ASSIGNMENT
Please return, unchanged, the stretch of the data from the line containing "Each <instance> should" through the line containing "positive clicks: (614, 120) (480, 101)".

•••••

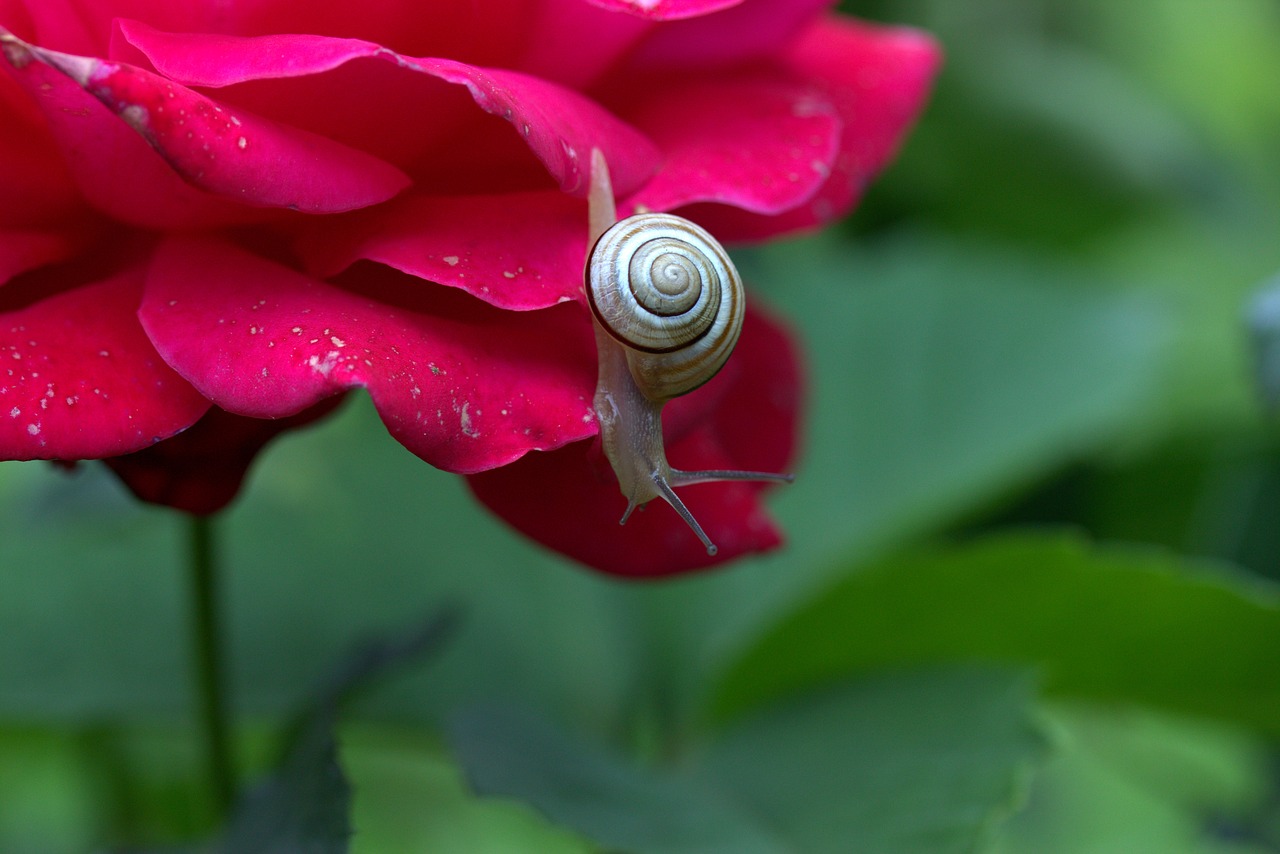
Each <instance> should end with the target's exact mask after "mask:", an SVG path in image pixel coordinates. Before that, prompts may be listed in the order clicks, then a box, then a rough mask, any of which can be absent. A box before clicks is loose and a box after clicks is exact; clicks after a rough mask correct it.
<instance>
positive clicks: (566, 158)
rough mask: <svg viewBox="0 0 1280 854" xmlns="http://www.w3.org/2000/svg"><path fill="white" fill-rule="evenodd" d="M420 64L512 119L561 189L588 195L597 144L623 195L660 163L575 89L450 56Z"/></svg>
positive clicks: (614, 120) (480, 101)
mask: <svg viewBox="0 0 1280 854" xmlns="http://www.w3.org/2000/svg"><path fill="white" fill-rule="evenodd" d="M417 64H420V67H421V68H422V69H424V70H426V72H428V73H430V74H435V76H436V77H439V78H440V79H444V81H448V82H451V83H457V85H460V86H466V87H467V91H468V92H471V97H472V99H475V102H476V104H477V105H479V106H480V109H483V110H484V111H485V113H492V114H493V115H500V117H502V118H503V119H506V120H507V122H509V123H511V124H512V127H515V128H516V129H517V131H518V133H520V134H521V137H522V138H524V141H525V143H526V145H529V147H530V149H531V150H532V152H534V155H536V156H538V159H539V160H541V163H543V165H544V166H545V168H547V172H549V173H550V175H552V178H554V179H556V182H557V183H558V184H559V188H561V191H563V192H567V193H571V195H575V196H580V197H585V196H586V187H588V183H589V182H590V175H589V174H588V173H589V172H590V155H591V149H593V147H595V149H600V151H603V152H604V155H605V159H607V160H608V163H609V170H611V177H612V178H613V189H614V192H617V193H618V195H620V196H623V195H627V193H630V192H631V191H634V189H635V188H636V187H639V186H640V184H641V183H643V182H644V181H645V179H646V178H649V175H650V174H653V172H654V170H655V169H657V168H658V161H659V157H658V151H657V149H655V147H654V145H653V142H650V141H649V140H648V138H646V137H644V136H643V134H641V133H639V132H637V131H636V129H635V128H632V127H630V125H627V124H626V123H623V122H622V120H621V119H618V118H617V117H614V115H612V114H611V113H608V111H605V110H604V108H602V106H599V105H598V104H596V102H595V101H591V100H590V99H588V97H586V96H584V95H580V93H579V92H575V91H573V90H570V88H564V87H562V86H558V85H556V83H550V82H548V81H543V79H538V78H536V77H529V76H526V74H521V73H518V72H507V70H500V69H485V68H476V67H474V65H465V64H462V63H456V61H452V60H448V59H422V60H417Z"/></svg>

•••••

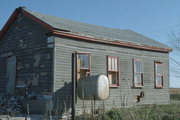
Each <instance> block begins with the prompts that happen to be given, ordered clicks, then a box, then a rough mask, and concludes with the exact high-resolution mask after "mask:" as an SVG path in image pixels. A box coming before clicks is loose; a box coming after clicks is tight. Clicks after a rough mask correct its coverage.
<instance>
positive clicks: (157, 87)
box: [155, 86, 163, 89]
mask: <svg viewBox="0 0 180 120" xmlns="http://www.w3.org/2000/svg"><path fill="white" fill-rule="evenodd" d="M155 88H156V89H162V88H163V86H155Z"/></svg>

•••••

EXPECTED ANSWER
Each <instance> should end with the target's exact mask after "mask:", an SVG path in image pixel coordinates. Before that, prompts may be listed in the order clicks, then a box, then a rough mask, any of which can be absent. A box before clicks is loose and a box after clicks is exact; clicks after a rough mask correct it.
<instance>
positive clicks: (566, 158)
rough mask: <svg viewBox="0 0 1280 854" xmlns="http://www.w3.org/2000/svg"><path fill="white" fill-rule="evenodd" d="M420 64L512 119L561 189L588 195L597 144L623 195L660 163L575 89L450 56Z"/></svg>
positive clicks: (614, 120) (480, 101)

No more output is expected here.